• [STATED EXERCISE 1]
From the final sentence of the text on foreign fighters, list each item it says has become "the new normal."
• [STATED EXERCISE 2]
Summarize the text on foreign fighters in two sentences.
• [STATED EXERCISE 3]
In the text on foreign fighters, what comparison does Michael Steinbach use for sorting through the sheer volume of cases?

• [TEXT EXCERPT]
☆ ☆ ☆

The new normal are also differences in policy perspectives among the parties affected on how to tackle the phenomenon of foreign fighters, as are the disagreements over the nature and the level of threat that foreign fighters may pose to their home countries. One could also not help but notice how the growing online presence and support for terrorist groups in Iraq and Syria, especially among the young, appear to have overwhelmed law enforcement’s ability to effectively monitor all extremist and violent activities, and in particular ISIS-related online activities, forcing them to focus only on those they perceive as the most severe security cases. Of course, as Michael Steinbach, Executive Assistant Director for the Federal Bureau of Investigation’s National Security Branch, recently noted, the sheer volume of cases makes sorting through such cases a lot like trying to drink from a fire hose. He added, the time from flash to bang decreased from months and years to weeks, making those that might slip through the cracks even more concerning. Terrorist attacks, arrests, charges related to ISIS activities, and the fear of ISIS- inspired homegrown attacks from returnees all have become the new normal.

☆ ☆ ☆

• [SUPPLIED DATA]
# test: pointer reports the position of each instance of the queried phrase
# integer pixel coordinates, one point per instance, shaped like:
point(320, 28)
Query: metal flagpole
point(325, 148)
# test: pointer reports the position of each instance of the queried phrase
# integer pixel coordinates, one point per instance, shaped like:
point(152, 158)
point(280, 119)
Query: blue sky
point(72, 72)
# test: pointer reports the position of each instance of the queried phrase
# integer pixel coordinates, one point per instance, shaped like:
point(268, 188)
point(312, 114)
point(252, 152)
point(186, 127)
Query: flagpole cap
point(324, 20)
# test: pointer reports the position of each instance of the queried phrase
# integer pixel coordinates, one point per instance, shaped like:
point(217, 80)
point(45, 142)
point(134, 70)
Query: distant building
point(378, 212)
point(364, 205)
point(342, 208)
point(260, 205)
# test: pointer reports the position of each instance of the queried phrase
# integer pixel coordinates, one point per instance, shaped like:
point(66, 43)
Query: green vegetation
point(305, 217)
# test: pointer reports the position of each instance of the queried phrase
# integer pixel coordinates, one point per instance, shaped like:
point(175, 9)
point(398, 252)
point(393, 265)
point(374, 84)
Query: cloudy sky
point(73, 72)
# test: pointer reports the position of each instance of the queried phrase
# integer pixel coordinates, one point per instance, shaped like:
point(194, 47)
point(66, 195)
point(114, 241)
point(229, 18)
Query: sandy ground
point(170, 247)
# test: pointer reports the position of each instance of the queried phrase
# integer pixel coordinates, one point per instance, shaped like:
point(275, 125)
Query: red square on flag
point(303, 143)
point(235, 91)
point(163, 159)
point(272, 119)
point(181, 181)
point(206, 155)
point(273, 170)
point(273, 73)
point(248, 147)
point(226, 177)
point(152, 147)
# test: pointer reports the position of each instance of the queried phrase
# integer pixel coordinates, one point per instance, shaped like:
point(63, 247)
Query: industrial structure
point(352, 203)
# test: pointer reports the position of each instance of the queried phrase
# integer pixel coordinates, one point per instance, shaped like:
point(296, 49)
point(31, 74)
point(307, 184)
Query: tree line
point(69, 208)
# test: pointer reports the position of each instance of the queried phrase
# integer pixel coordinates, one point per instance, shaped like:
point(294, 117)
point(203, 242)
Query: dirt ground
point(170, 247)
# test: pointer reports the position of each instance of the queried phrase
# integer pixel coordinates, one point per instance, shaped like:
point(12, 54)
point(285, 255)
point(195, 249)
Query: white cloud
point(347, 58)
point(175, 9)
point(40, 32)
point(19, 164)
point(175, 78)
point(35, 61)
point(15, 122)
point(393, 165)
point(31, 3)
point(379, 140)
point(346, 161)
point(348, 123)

☆ ☆ ☆

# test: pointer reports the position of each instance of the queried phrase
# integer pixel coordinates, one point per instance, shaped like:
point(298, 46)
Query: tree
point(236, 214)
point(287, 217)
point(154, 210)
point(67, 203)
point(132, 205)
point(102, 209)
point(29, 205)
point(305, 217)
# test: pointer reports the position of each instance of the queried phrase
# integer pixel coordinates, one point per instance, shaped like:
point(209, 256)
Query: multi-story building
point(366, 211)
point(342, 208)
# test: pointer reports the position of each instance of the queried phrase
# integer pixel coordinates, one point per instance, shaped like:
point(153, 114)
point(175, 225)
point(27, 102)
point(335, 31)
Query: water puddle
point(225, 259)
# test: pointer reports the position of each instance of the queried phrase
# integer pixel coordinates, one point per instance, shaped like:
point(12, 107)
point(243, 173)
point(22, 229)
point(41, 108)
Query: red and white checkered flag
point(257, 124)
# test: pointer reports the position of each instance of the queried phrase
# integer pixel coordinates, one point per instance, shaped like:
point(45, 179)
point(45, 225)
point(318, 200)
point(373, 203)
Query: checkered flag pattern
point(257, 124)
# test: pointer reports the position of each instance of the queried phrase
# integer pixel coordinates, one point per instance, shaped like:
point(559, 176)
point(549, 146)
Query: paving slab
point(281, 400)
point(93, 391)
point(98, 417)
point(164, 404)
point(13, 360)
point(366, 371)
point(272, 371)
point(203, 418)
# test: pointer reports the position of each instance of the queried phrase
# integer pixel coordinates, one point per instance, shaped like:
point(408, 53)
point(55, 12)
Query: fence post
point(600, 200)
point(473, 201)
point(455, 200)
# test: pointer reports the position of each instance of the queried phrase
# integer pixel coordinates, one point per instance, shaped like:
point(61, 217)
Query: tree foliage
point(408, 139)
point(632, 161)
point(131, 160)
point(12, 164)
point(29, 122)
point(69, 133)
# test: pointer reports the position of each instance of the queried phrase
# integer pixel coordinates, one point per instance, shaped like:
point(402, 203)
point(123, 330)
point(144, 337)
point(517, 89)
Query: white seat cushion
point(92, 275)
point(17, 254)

☆ ☆ ☆

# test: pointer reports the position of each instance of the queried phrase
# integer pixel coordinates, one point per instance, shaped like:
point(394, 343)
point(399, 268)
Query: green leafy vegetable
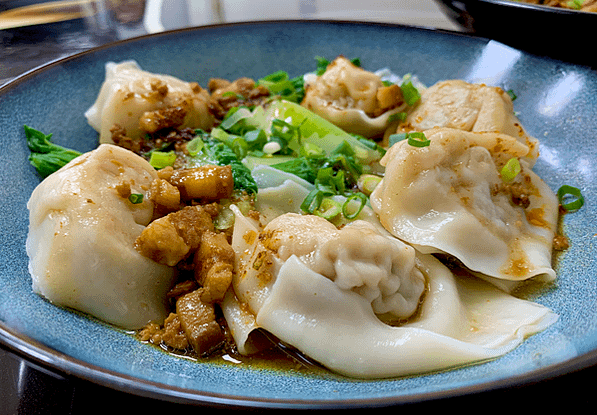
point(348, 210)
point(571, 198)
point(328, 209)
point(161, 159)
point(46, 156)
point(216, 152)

☆ ☆ ☆

• [FULL RESPONSE 1]
- Terrorist attacks
- Arrests
- Charges related to ISIS activities
- The fear of ISIS-inspired homegrown attacks from returnees

• [FULL RESPONSE 2]
Affected parties differ on how to tackle foreign fighters and on the threat they pose, while growing online support for terrorist groups in Iraq and Syria, especially among the young, appears to have overwhelmed law enforcement and forced it to focus only on the most severe cases. Michael Steinbach of the FBI likened sorting through the volume of cases to drinking from a fire hose and noted that the time from flash to bang has shrunk to weeks, as attacks, arrests, ISIS-related charges and fear of homegrown attacks by returnees have become the new normal.

• [FULL RESPONSE 3]
He compares it to trying to drink from a fire hose.